— Begin MATERIAL TO PROCESS —

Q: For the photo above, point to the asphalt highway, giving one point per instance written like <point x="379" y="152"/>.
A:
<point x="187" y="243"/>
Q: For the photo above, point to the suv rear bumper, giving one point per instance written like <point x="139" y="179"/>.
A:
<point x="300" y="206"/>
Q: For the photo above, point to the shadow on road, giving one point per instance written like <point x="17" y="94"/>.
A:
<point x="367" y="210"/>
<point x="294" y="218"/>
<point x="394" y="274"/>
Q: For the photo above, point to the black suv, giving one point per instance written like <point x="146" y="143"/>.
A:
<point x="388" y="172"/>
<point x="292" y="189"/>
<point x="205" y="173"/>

— End MATERIAL TO PROCESS —
— Begin MATERIAL TO PROCESS —

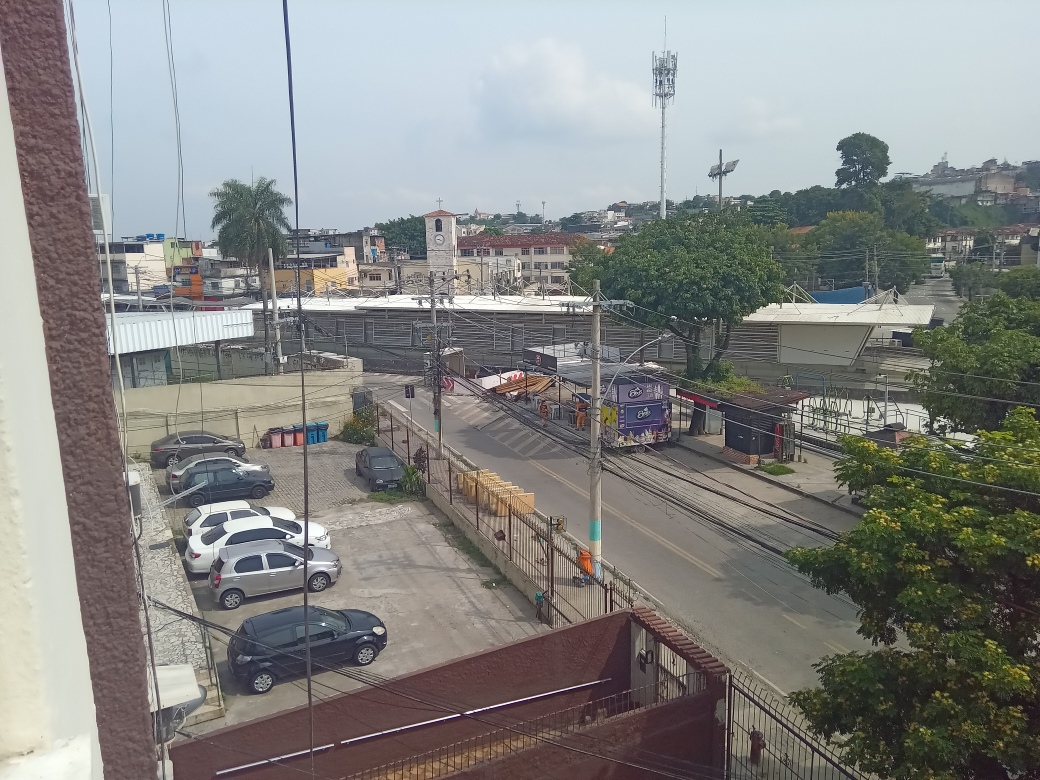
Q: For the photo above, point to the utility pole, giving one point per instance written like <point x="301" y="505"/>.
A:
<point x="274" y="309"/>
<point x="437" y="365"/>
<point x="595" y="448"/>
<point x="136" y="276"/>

— End MATERIAL TO PROCESS —

## JOB
Pick out every line in the items above that contains the word "pole", treating uppercase and lowercase as different.

## TASK ANSWER
Q: For the photo above, point to the utility pole, giving one point per instance written like <point x="301" y="505"/>.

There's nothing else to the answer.